● **Document passage**
● ● ●
The Ebola epidemic killed nearly 10,000 people in West Africa, including more than 4,000 in Liberia.

At Harbel’s cemetery, some people stand quietly near tombs while others collapse to the ground.

Kortu Koilor, a pastor in the community, said some people have not had enough time to digest the loss of their loved one in the epidemic.

“Today’s memorial day is a bit different, being that there are others who have died of Ebola, and the death was so sudden. We see that these people died one after another in their large number. And so coming to decorate or to remember them today is so saddening," Koilor said.

No graves

But there are also many Liberians who have no place to visit family members lost in the outbreak.

Emma David, 51, sits alone in her house in Unification City. She said her husband was cremated after dying in an Ebola treatment facility in Monrovia. She never saw him again, once he entered the health facility, and doesn't know what happened to his cremains.

“Every day, I went there [Ebola facility]. They told me I could not see him. We only spoke on the phone, throughout the day. After I left there ... they called me and said he had passed. We had communicated that very afternoon. He told me he was feeling much better," David remembered.

The shelves are empty in the little shop at the front of their house. Emma's husband, Samuel, had been the breadwinner of the family of eight. Emma David remembered him as a warm and loving person whom she had met years ago in church.

Her sisters, though, provided some company on a difficult day for her. They cooked beef and collard greens outside, on the porch.

Emma David said she might soon create her own place to commemorate her husband and put some flowers, but not today.
● ● ●
● **Exercise tasks**
**1)** Give the Liberia Ebola article again from "Emma David, 51, sits" to "to his cremains.", substituting "spouse" for "husband".
**2)** According to the Liberia Ebola article, how many people in Liberia did the epidemic kill?

● **Source material**
● ● ●
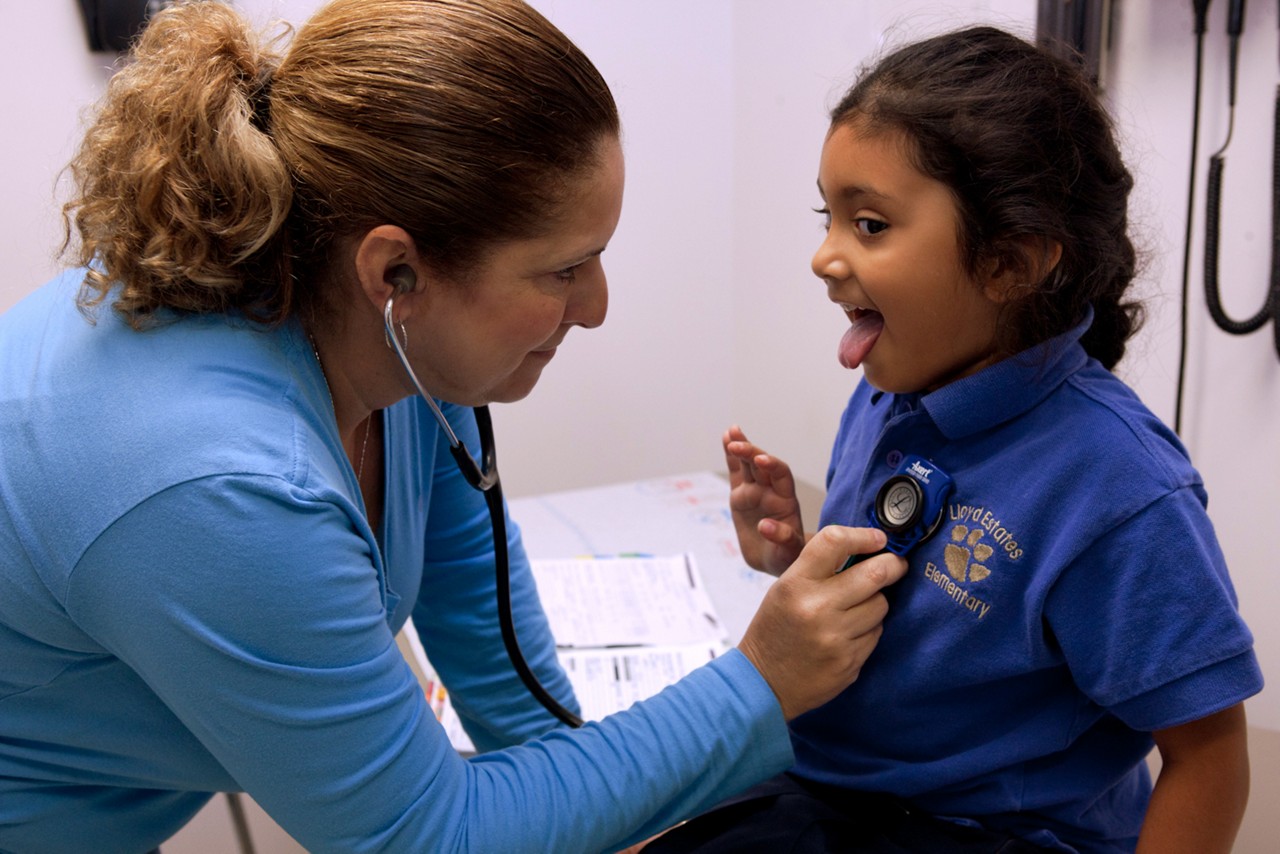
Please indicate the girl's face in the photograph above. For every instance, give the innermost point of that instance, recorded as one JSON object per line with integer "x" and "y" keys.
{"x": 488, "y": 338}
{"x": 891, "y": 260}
● ● ●
● **Final results**
**1)**
Emma David, 51, sits alone in her house in Unification City. She said her spouse was cremated after dying in an Ebola treatment facility in Monrovia. She never saw him again, once he entered the health facility, and doesn't know what happened to his cremains.

**2)** More than 4,000.